● Record list:
━━━━━━
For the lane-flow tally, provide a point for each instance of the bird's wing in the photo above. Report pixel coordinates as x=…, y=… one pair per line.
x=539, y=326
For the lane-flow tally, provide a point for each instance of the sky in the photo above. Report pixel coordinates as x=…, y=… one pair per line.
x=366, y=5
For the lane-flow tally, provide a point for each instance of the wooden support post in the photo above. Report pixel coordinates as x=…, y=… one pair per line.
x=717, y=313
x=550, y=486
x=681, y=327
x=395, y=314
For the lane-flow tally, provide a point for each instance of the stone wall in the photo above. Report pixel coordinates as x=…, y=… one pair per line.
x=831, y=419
━━━━━━
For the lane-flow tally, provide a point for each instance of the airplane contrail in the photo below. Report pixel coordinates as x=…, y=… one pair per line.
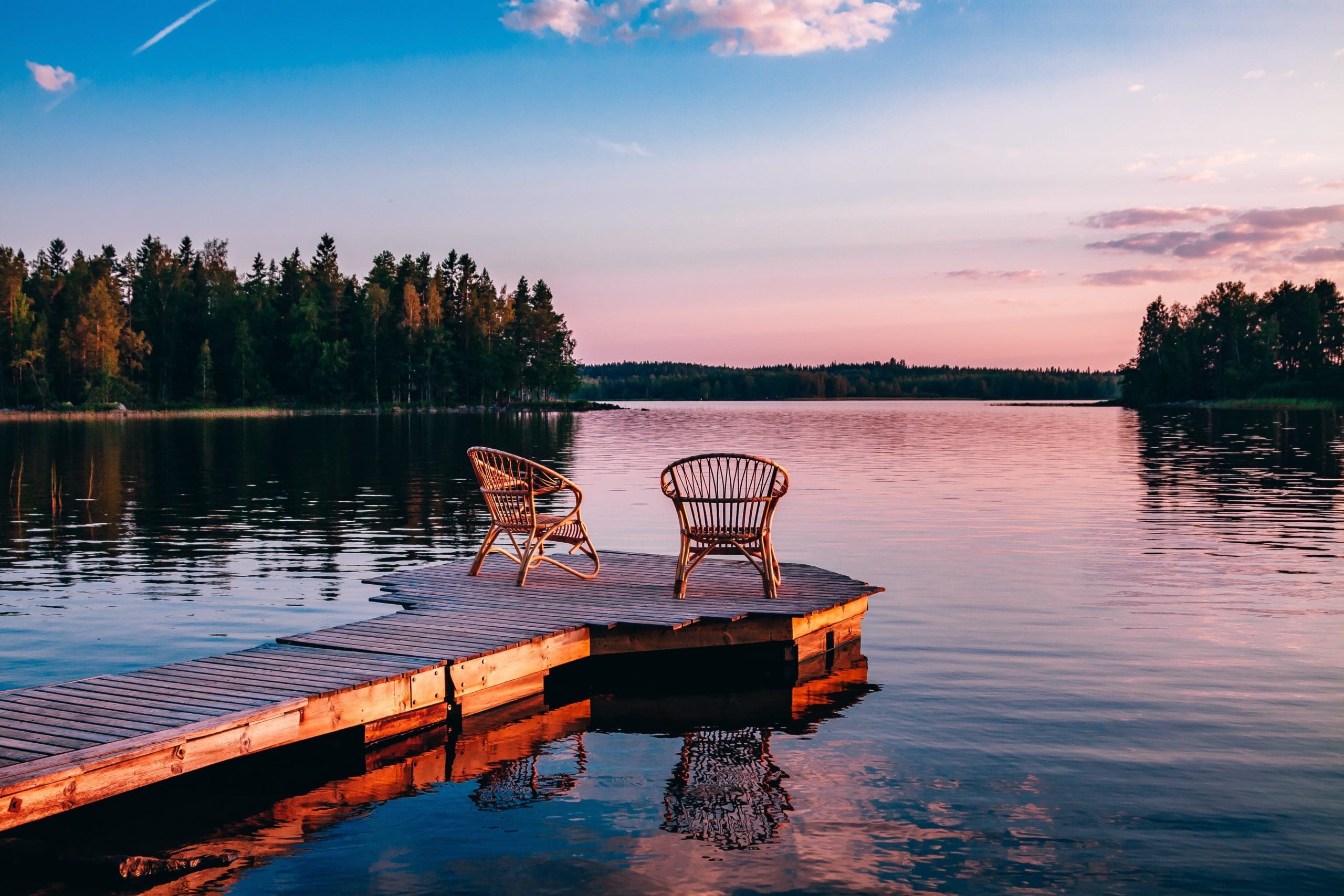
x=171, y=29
━━━━━━
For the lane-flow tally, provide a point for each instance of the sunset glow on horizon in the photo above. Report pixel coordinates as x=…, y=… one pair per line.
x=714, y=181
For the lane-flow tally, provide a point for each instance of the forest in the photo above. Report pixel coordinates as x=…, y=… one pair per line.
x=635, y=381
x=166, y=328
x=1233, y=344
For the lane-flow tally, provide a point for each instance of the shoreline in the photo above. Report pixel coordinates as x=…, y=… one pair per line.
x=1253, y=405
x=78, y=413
━━━━━━
● Exercise instructions:
Reproduce the stretch from the line containing "of the bird's" through the line containing "x=831, y=419", swapping "wooden" for "metal" and leaving everything else unchanged.

● Full output:
For the lane-flow tally, provide a point for each instance of the bird's wing in the photo above. Report pixel coordinates as x=…, y=… one pair per line.
x=539, y=326
For the lane-flow tally, provide a point for each instance of the sky in the photo above. Report pixel coordinates as x=…, y=… one pair per line.
x=366, y=5
For the lane-flow tally, provide a point for each instance of the metal support post in the photo above. Report pixel coordinates as x=…, y=… one pair per line.
x=717, y=313
x=550, y=486
x=681, y=327
x=395, y=314
For the lane-flow tally, provide a point for each instance of the stone wall in the photo above. Report pixel coordinates as x=…, y=… one pair per line.
x=831, y=419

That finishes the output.